Count the lines in the following records that contain the string "below", treating uppercase and lowercase as different. Reply with the number alone.
** start AVAILABLE RECORDS **
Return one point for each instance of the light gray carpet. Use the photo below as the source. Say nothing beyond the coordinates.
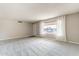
(37, 47)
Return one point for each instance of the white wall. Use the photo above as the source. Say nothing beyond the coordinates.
(72, 23)
(12, 29)
(36, 28)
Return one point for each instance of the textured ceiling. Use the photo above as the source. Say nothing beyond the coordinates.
(34, 12)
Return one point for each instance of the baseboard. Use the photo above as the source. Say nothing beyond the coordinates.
(73, 42)
(16, 38)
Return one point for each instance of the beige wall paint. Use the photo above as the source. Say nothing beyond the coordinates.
(12, 29)
(72, 25)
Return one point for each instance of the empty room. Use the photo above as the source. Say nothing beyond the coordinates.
(39, 29)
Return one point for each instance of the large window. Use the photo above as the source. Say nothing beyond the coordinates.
(50, 29)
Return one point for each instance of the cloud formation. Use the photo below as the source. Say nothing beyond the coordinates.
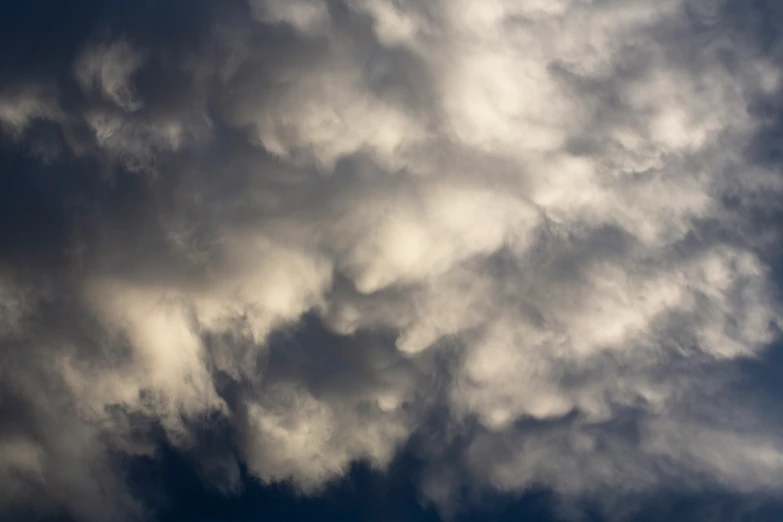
(322, 224)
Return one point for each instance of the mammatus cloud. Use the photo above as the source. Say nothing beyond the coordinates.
(325, 223)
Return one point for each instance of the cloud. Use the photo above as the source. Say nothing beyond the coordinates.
(326, 223)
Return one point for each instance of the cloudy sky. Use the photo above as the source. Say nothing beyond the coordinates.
(391, 260)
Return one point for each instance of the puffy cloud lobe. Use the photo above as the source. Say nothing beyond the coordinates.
(334, 220)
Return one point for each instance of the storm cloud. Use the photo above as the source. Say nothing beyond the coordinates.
(536, 241)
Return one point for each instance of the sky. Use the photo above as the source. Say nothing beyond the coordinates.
(391, 260)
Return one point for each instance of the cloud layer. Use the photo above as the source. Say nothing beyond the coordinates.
(321, 225)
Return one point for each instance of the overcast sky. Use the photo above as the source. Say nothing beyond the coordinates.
(391, 260)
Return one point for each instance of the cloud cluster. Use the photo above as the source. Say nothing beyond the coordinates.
(325, 223)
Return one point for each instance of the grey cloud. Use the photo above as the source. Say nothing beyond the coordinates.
(324, 224)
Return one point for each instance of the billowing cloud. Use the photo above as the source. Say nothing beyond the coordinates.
(323, 224)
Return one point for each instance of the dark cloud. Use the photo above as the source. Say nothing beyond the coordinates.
(481, 249)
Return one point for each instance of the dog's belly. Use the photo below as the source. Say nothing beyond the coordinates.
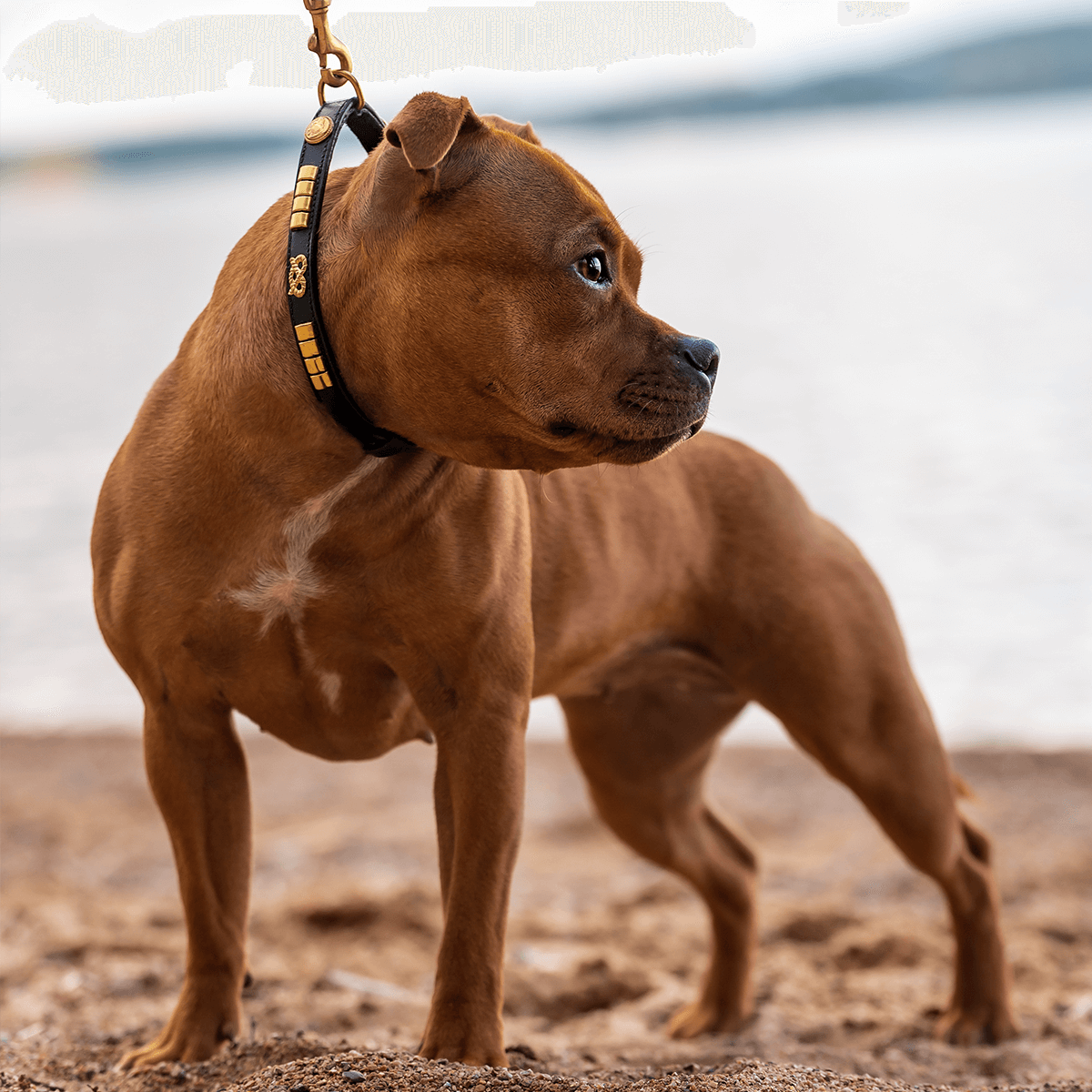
** end AVAILABLE RECORDS **
* [THE RESPONSE]
3